Work instructions: Please repeat the listing from the line with "Reviewer note: every instance of the wooden" through its end, shifting every coordinate in the answers by adding 148.
-- Begin --
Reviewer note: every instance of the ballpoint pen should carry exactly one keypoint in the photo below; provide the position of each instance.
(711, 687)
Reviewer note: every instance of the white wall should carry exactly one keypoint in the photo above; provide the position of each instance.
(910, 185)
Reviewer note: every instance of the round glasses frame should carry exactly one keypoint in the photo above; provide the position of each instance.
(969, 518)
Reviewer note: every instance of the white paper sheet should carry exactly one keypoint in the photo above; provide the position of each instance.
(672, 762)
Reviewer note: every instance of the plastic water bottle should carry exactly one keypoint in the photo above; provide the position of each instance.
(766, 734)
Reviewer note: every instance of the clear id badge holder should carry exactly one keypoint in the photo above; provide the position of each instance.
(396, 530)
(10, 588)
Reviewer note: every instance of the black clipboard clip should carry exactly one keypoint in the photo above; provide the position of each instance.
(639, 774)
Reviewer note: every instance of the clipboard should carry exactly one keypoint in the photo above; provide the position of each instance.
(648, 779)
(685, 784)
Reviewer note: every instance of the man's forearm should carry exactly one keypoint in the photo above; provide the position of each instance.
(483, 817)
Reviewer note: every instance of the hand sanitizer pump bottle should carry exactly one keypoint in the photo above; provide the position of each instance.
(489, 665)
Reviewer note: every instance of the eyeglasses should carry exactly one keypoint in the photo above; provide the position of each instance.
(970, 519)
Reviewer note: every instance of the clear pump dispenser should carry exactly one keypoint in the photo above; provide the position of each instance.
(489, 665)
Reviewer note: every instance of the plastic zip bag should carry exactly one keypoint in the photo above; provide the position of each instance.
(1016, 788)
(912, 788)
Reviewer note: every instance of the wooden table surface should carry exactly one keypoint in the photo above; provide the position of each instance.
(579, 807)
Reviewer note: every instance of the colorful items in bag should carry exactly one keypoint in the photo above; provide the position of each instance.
-- End --
Solution to this task:
Reviewer note: every instance of the wooden table surface should carry exactly one keypoint in the photo above; provide the position of each instance.
(727, 955)
Reviewer note: every instance of the colorful items in bag should carry exactly one keypoint in the photo above; provide the position of each instance.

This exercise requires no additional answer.